----- EXERCISE INPUTS

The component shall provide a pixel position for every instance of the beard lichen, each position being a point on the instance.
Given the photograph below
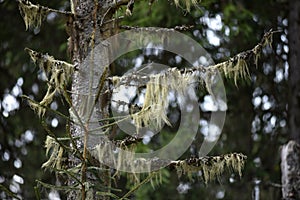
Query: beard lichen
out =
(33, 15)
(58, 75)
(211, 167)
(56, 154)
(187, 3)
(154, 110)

----------
----- EXERCISE INPUTS

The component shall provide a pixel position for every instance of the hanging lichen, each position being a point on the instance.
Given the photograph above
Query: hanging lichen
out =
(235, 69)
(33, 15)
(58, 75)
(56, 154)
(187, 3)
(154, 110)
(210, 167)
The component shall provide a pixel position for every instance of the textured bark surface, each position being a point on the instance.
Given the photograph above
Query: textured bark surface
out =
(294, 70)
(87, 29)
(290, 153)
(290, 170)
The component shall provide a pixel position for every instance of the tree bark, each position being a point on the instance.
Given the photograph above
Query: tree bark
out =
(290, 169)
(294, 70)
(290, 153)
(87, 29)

----------
----- EXERCISE INPUTS

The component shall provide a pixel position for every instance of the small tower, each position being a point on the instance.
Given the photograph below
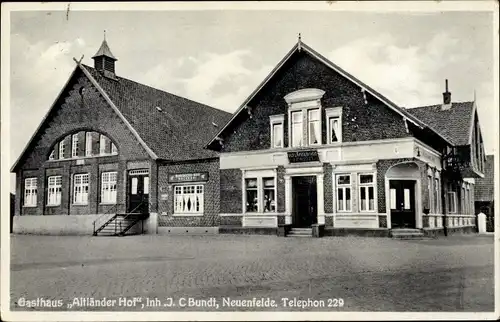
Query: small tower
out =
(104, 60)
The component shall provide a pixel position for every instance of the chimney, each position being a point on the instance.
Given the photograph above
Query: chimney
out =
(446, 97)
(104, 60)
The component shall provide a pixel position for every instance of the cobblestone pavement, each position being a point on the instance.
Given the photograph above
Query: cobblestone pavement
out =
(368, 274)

----------

WHAT IS BEING ASKED >>
Please copy each line of the records above that holds the word "instance".

RESPONSE FOR THIS EXERCISE >>
The component shall provide a pixel position for every instance of the beard lichen, each position being a point on the instance.
The component shall provide a pixel position for every instance of the hanging lichen, each position being a point on the instance.
The component shall provide a pixel position for every instance of the textured bark surface, each position being a point on the instance.
The component shall provide a pixel position for every instance of the tree bark, each position being a point on the instance.
The component shall provide a pixel position for every instance of the small tower, each position being a point on the instance.
The component shall provide a pixel position for every instance of the chimney, each position being a point on the instance.
The component shall provide a pixel position for every instance of the cobblestone pavement, each position being a point on the instance.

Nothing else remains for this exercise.